## Document segment:
I built the spreadsheet to assume that we wouldn't get a discount on any apprentice kits.  If we end up getting one, I'll simply refund the difference back to the affected group members.


----------



## VisExp (Sep 18, 2009)

Thanks for running this Steve.


----------



## MesquiteMan (Sep 19, 2009)

Steve,

I need 35-40 Jr. Statesman postable in black ti but I need them quick.  Where are you on the totals to get the discount and do you anticipate having to hold this open longer than your stated date above?  I need my kits ASAP so I may have to go it alone if you think you will not be ordering as stated.  Please let me know ASAP.  Thanks!


----------



## jdmyers4 (Sep 19, 2009)

Steve,

thanks for doing this, Steve!  Attached is my order.


----------



## sbell111 (Sep 19, 2009)

MesquiteMan said:


> Steve,
> 
> I need 35-40 Jr. Statesman postable in black ti but I need them quick.  Where are you on the totals to get the discount and do you anticipate having to hold this open longer than your stated date above?  I need my kits ASAP so I may have to go it alone if you think you will not be ordering as stated.  Please let me know ASAP.  Thanks!


If you order, I know that we will be fine on our numbers (and total).  The group buy will close on time.

For those couple of people who have posted their order or emailed me since yesterday afternoon, I have been out-of-pocket today but will PM you your totals and my paypal info tomorrow morning.

Thanks.


----------



## dennisg (Sep 20, 2009)

Steve, thanks for offering this buy. My order is attached.


----------



## hjdiamond2 (Sep 20, 2009)

*Quick Group Buy Order*

Steve Here is my order and thanks for doing this. Harry


----------



## gad5264 (Sep 20, 2009)

Here's mine for the group buy.

I am also sending you a PM with a question.

## Exercises to complete:
• 1. Rewrite the stretch of the group-buy thread from "I built the" through "(Sep 18, 2009)", putting "worksheet" wherever "spreadsheet" appears.
• 2. In the group-buy thread, what did Steve build the spreadsheet to assume about the apprentice kits?
• 3. Carry on the group-buy thread from its final post, adding what comes next.

## Data lines:
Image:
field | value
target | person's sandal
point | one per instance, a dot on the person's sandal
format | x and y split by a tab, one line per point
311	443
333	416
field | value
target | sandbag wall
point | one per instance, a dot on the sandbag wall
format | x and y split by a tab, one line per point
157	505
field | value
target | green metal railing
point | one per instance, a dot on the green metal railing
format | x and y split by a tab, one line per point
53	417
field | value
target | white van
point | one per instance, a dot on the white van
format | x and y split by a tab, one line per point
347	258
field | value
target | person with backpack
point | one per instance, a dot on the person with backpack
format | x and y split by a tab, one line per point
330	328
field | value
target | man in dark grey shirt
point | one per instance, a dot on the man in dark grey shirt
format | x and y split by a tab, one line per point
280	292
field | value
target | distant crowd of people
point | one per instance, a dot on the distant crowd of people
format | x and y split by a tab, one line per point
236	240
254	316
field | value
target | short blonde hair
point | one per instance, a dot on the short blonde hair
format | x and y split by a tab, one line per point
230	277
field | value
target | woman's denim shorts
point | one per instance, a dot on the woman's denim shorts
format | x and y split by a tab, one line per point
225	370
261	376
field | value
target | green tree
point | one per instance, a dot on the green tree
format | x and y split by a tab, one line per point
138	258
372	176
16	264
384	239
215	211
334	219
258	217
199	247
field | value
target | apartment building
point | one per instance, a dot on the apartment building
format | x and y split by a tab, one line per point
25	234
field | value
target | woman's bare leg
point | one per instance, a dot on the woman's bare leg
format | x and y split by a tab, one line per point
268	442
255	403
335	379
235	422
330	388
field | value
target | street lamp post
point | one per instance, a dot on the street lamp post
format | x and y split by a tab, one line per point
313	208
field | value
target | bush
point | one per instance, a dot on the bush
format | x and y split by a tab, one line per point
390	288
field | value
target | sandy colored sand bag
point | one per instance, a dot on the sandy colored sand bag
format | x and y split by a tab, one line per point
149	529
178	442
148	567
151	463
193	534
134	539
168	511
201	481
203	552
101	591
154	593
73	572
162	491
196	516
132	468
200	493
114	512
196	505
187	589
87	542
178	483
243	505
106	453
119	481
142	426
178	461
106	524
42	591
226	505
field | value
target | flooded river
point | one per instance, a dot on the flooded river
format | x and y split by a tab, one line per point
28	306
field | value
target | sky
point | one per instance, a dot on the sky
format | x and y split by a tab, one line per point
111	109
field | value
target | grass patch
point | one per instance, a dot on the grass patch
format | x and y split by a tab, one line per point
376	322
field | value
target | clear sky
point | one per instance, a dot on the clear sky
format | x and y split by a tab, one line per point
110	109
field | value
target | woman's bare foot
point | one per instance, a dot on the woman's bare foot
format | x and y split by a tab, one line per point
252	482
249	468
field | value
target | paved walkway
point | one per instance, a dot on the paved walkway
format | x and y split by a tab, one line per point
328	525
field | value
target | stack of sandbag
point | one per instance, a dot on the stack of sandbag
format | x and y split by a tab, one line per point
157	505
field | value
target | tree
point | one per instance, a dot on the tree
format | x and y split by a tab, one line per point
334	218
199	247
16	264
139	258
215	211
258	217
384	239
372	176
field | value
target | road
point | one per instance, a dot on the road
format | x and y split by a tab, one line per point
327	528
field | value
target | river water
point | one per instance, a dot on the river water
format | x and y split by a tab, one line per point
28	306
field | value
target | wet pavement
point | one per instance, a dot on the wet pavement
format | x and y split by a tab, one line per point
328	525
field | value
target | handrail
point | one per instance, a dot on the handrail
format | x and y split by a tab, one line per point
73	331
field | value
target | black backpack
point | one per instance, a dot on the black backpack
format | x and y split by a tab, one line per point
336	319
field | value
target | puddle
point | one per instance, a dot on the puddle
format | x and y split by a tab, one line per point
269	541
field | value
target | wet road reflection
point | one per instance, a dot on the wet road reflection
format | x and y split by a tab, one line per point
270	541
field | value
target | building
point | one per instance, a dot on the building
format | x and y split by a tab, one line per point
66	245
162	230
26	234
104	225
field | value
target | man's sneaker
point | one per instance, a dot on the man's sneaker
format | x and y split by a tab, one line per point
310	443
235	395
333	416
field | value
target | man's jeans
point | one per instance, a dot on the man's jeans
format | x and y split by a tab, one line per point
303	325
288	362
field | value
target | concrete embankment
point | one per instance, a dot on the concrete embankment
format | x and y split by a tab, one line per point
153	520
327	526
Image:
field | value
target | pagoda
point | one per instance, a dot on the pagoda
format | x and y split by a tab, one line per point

## Answers for the tasks:
• 1.
I built the worksheet to assume that we wouldn't get a discount on any apprentice kits.  If we end up getting one, I'll simply refund the difference back to the affected group members.


----------



## VisExp (Sep 18, 2009)

• 2. He built it to assume that the group would not get a discount on any apprentice kits.

• 3.
----------



## YouthMinisterDan (Sep 20, 2009)

*Group buy*

Thanks


----------



## sbell111 (Sep 20, 2009)

Here's the spreadsheet with the grand piano inlay kit added, as requested.


----------



## sbell111 (Sep 20, 2009)

This is just a reminder that if you paid five dollars for shipping and I can't fit all of you items into the small flat rate box, I will contact you prior to shipping so you can pay the difference.  If you paid the larger amount and I can ship it to you for cheaper, I'll refund the difference to you.


----------



## sbell111 (Sep 20, 2009)

Just to let you know, this buy is large enough to receive the maximum discount.  Therefore, it will not be extended.  I will close it tomorrow around 5pm and submit the order at that time.  I would appreciate it if everyone could get their payment to me by that time as I can't really afford to 'float' payment for anyone (baby on the way and all that).

Thanks.


----------



## Steve Busey (Sep 20, 2009)

Here's a quick one...

View attachment SRB- Craft Supplies Group Quick Buy.xls

Will PP Monday...

(let me know if you can see my file - maybe I'm not attaching it right?)


----------



## sbell111 (Sep 20, 2009)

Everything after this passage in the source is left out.